--- Excerpted data Enclosed Below ---
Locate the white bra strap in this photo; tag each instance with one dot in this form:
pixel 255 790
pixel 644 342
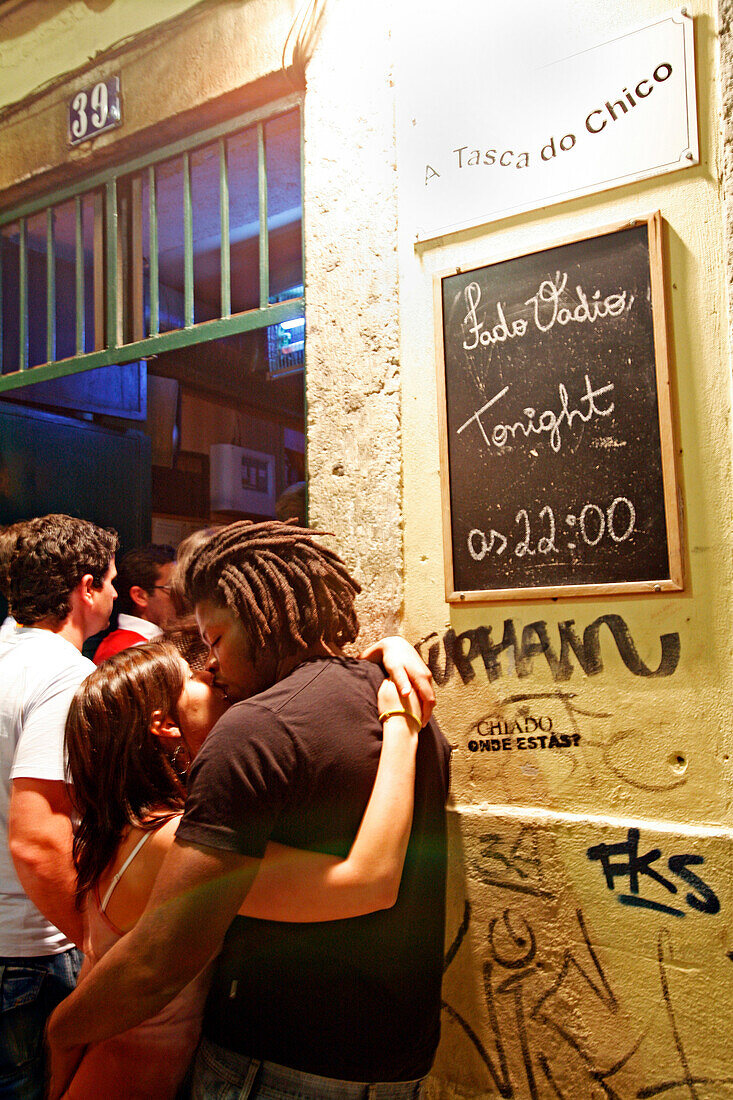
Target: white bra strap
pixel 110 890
--- End of Enclosed Excerpted data ---
--- Excerpted data Enclosed Below ---
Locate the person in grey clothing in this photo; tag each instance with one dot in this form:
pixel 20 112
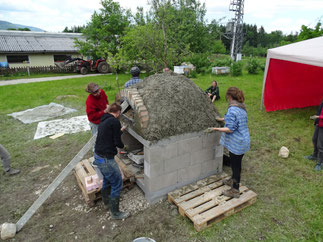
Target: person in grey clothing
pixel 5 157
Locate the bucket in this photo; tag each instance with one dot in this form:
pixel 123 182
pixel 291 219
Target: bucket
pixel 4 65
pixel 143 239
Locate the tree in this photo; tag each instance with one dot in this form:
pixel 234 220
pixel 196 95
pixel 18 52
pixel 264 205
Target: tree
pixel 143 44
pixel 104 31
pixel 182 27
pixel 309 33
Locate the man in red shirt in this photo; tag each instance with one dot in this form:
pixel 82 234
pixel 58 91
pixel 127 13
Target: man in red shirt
--- End of Enclosed Excerpted data ---
--- Excerpted data Enclosed Below ---
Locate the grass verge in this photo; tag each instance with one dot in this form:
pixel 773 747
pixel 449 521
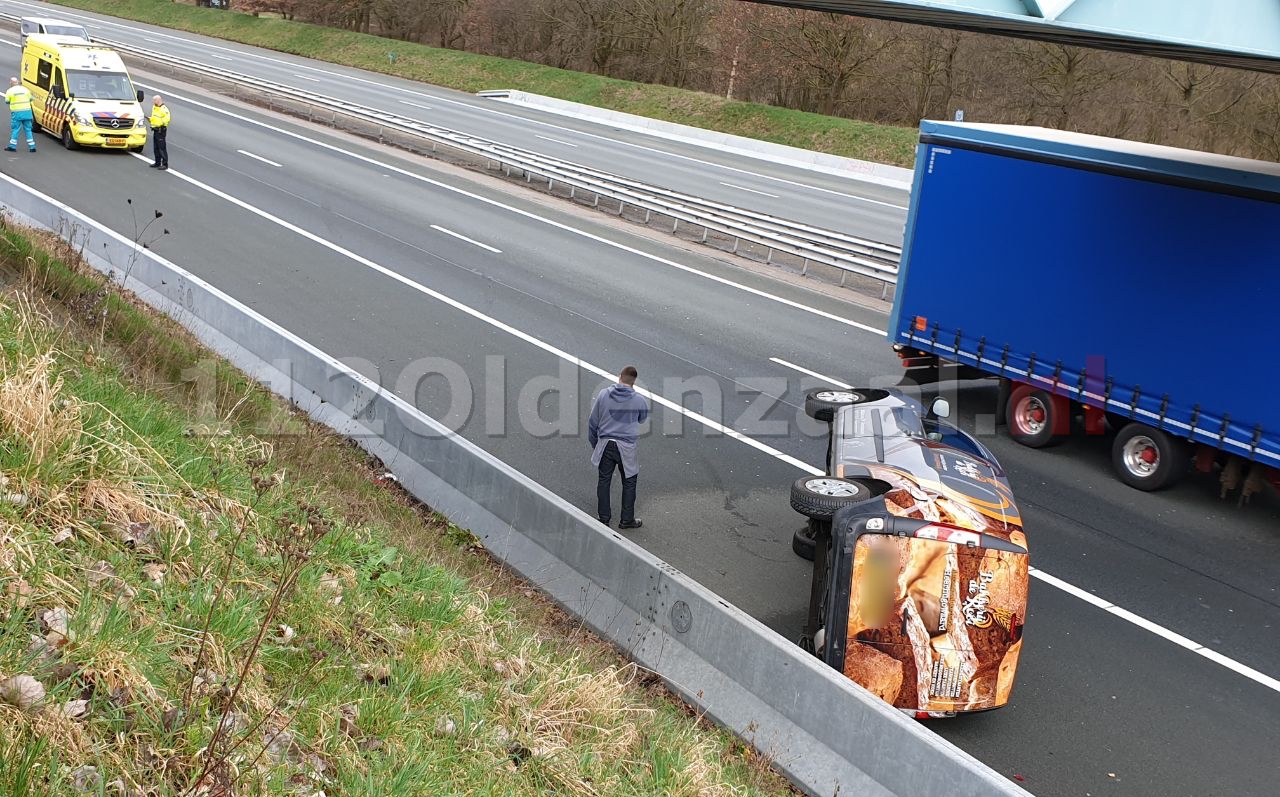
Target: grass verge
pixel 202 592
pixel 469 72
--- End of Enclosed Excerpted data ---
◆ Prompt
Quote the data above from the line containing "pixel 82 234" to the line containing "Target: man in red shirt", inclusive, and stop.

◆ Solution
pixel 82 234
pixel 58 91
pixel 127 13
Target: man in red shirt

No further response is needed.